◆ ASSIGNED TASK ◆
Your task is to restate every entry below word for word and omit the images.

--

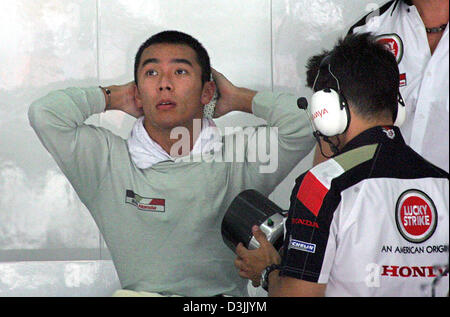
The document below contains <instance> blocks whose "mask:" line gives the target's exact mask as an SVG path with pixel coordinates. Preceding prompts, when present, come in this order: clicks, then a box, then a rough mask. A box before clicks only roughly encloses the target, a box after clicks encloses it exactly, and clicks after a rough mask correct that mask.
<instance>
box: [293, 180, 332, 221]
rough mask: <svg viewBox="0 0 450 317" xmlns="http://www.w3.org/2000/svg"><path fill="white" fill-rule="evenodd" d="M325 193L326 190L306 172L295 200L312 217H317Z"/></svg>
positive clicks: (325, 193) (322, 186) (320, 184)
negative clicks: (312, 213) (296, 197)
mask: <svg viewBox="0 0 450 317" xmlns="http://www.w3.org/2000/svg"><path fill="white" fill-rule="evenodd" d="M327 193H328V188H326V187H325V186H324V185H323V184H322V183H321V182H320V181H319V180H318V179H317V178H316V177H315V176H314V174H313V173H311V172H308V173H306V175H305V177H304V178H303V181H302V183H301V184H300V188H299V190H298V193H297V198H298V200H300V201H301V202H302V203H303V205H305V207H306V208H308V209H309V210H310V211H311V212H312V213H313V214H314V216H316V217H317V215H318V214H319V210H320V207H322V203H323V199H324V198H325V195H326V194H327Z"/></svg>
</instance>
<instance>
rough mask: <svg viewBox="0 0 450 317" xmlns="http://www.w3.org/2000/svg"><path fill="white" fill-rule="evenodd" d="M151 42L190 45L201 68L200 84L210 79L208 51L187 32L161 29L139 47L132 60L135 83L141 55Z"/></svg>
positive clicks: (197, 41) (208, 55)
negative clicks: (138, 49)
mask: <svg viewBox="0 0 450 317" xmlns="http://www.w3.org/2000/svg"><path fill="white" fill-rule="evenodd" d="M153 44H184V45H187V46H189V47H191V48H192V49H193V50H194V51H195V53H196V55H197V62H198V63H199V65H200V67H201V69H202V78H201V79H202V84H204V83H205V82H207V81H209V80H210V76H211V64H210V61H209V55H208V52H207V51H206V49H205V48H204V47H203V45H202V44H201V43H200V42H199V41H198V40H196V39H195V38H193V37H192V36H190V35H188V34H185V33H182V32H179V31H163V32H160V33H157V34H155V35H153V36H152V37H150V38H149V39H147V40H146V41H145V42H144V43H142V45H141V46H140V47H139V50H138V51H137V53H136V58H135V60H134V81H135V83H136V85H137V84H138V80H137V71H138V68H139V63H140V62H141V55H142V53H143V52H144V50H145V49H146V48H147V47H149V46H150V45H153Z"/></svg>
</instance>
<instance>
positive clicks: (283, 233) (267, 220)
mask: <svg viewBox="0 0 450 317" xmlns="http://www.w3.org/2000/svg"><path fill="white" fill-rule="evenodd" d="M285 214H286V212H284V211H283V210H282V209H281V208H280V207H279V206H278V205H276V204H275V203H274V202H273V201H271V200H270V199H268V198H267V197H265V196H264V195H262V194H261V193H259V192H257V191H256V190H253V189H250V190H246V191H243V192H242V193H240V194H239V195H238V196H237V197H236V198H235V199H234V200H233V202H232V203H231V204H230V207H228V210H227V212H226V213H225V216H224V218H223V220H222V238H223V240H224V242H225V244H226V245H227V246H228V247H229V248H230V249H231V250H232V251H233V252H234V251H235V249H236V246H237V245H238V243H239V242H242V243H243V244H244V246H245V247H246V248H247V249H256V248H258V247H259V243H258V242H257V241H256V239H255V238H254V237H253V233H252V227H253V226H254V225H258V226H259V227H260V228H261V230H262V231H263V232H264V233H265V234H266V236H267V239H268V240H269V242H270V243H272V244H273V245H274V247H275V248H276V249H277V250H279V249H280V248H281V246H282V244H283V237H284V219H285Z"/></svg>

--

◆ EXERCISE OUTPUT ◆
The document below contains <instance> blocks whose "mask:" line gives the target's exact mask as an SVG path with pixel coordinates. Preceding prompts, when present, come in this order: clicks, then a box, then a rough mask. A box before clicks only roughly encloses the target, a box after clicks encloses it exactly, and clicks after a rough mask correct that mask.
<instance>
box: [293, 180, 332, 221]
rough mask: <svg viewBox="0 0 450 317" xmlns="http://www.w3.org/2000/svg"><path fill="white" fill-rule="evenodd" d="M325 193L326 190L306 172L295 200L312 217H317Z"/></svg>
positive clicks: (325, 193) (322, 186) (320, 184)
negative clicks: (312, 213) (296, 197)
mask: <svg viewBox="0 0 450 317" xmlns="http://www.w3.org/2000/svg"><path fill="white" fill-rule="evenodd" d="M327 193H328V188H326V187H325V186H324V185H323V184H322V183H321V182H320V181H319V180H318V179H317V178H316V177H315V176H314V174H313V173H311V172H308V173H306V175H305V177H304V178H303V181H302V183H301V184H300V188H299V190H298V193H297V198H298V200H300V201H301V202H302V203H303V205H305V207H306V208H308V209H309V210H310V211H311V212H312V213H313V214H314V216H316V217H317V215H318V214H319V210H320V207H322V203H323V199H324V198H325V195H326V194H327Z"/></svg>
</instance>
<instance>
rough mask: <svg viewBox="0 0 450 317" xmlns="http://www.w3.org/2000/svg"><path fill="white" fill-rule="evenodd" d="M151 42L190 45L201 68L200 84L210 79L208 51L187 32L161 29L139 47L132 60L135 83L141 55Z"/></svg>
positive clicks: (197, 41) (208, 55)
negative clicks: (138, 49)
mask: <svg viewBox="0 0 450 317" xmlns="http://www.w3.org/2000/svg"><path fill="white" fill-rule="evenodd" d="M153 44H184V45H187V46H189V47H191V48H192V49H193V50H194V51H195V53H196V55H197V62H198V63H199V65H200V67H201V69H202V78H201V79H202V84H204V83H205V82H207V81H209V80H210V76H211V64H210V61H209V55H208V52H207V51H206V49H205V48H204V47H203V45H202V44H201V43H200V42H199V41H198V40H196V39H195V38H193V37H192V36H190V35H188V34H185V33H182V32H179V31H163V32H160V33H157V34H155V35H153V36H152V37H150V38H149V39H147V40H146V41H145V42H144V43H142V45H141V46H140V47H139V50H138V51H137V53H136V58H135V60H134V81H135V83H136V85H137V84H138V80H137V71H138V68H139V63H140V62H141V55H142V53H143V52H144V50H145V49H146V48H147V47H149V46H150V45H153Z"/></svg>
</instance>
<instance>
positive clicks: (283, 233) (267, 220)
mask: <svg viewBox="0 0 450 317" xmlns="http://www.w3.org/2000/svg"><path fill="white" fill-rule="evenodd" d="M285 214H286V212H284V211H283V210H282V209H281V208H280V207H279V206H278V205H276V204H275V203H274V202H273V201H271V200H270V199H268V198H267V197H265V196H264V195H262V194H261V193H259V192H257V191H256V190H253V189H250V190H246V191H243V192H242V193H240V194H239V195H238V196H237V197H236V198H235V199H234V200H233V202H232V203H231V204H230V207H228V210H227V212H226V213H225V216H224V218H223V220H222V238H223V240H224V242H225V244H226V245H227V246H228V247H229V248H230V249H231V250H232V251H233V252H234V251H235V249H236V246H237V245H238V243H239V242H242V243H243V244H244V246H245V247H246V248H247V249H256V248H258V247H259V243H258V242H257V241H256V239H255V238H254V237H253V233H252V227H253V226H254V225H258V226H259V227H260V228H261V230H262V231H263V232H264V233H265V234H266V236H267V239H268V240H269V242H270V243H272V244H273V245H274V247H275V248H276V249H277V250H279V249H280V248H281V246H282V244H283V237H284V219H285Z"/></svg>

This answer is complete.